# What the task requires
Restating the data word for word is all that is required.

[Collected data entries]
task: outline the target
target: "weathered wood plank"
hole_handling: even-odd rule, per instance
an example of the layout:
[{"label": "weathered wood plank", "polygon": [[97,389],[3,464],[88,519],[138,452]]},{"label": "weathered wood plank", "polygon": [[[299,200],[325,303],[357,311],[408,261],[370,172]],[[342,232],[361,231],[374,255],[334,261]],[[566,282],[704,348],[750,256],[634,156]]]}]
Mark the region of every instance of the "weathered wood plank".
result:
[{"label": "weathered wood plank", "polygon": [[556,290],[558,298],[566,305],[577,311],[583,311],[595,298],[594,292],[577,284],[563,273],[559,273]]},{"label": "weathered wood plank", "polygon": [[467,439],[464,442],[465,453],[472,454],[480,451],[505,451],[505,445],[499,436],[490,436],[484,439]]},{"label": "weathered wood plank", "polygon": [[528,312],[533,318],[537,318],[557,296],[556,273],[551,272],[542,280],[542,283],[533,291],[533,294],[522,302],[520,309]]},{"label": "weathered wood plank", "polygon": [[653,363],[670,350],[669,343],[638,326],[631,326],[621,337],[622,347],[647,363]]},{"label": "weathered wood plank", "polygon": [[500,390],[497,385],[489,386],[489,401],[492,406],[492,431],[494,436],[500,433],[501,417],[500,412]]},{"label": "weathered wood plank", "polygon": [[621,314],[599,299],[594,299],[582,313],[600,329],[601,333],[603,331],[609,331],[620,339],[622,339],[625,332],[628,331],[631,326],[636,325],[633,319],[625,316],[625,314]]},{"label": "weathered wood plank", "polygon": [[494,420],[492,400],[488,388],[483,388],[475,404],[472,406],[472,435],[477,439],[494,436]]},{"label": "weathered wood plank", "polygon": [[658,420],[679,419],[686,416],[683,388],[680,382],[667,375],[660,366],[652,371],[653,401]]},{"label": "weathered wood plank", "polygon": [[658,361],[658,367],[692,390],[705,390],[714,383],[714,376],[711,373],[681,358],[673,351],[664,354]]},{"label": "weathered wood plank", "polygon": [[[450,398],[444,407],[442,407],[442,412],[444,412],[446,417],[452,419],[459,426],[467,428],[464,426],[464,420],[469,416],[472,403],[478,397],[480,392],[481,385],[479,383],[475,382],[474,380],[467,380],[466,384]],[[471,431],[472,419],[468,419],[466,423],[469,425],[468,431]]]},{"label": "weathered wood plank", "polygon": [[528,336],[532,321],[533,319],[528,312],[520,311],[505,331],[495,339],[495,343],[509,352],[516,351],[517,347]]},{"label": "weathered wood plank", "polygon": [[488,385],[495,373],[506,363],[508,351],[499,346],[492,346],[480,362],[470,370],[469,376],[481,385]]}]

# Response to this task
task: outline the target
target: "weathered wood plank"
hole_handling: even-odd rule, per instance
an example of the layout:
[{"label": "weathered wood plank", "polygon": [[97,389],[3,464],[88,519],[138,452]]},{"label": "weathered wood plank", "polygon": [[[299,200],[325,303],[357,311],[408,261],[370,172]],[[342,232],[361,231],[374,255],[334,261]],[[566,282],[704,348],[750,256],[634,156]]]}]
Mark the region of every instance of the "weathered wood plank".
result:
[{"label": "weathered wood plank", "polygon": [[556,290],[558,298],[566,305],[577,311],[583,311],[595,298],[594,292],[577,284],[563,273],[559,273]]},{"label": "weathered wood plank", "polygon": [[467,439],[464,442],[465,453],[472,454],[480,451],[505,451],[505,445],[499,436],[490,436],[484,439]]},{"label": "weathered wood plank", "polygon": [[528,312],[533,318],[537,318],[557,296],[556,273],[551,272],[542,280],[542,283],[533,291],[533,294],[522,302],[520,309]]},{"label": "weathered wood plank", "polygon": [[653,363],[670,350],[669,343],[638,326],[631,326],[621,337],[622,347],[647,363]]},{"label": "weathered wood plank", "polygon": [[500,390],[497,385],[489,386],[489,401],[492,406],[492,431],[494,436],[500,433],[501,417],[500,412]]},{"label": "weathered wood plank", "polygon": [[621,314],[599,299],[594,299],[582,313],[600,329],[601,333],[603,331],[609,331],[620,339],[622,339],[625,332],[628,331],[631,326],[636,325],[633,319],[625,316],[625,314]]},{"label": "weathered wood plank", "polygon": [[494,420],[492,400],[488,388],[483,388],[475,404],[472,406],[472,435],[477,439],[494,436]]},{"label": "weathered wood plank", "polygon": [[658,420],[679,419],[686,416],[683,388],[680,382],[667,375],[660,366],[652,371],[653,401]]},{"label": "weathered wood plank", "polygon": [[658,361],[658,367],[692,390],[705,390],[714,383],[714,376],[711,373],[681,358],[673,351],[664,354]]},{"label": "weathered wood plank", "polygon": [[[450,398],[444,407],[442,407],[442,412],[444,412],[446,417],[452,419],[459,426],[467,428],[464,426],[464,420],[469,416],[472,403],[478,397],[480,392],[481,385],[479,383],[475,382],[474,380],[467,380],[466,384]],[[471,431],[472,419],[468,419],[466,423],[469,425],[468,431]]]},{"label": "weathered wood plank", "polygon": [[528,336],[532,321],[533,319],[528,312],[520,311],[505,331],[495,339],[495,343],[509,352],[516,351],[517,347]]},{"label": "weathered wood plank", "polygon": [[488,385],[495,373],[506,363],[508,351],[499,346],[492,346],[480,362],[470,370],[469,376],[481,385]]}]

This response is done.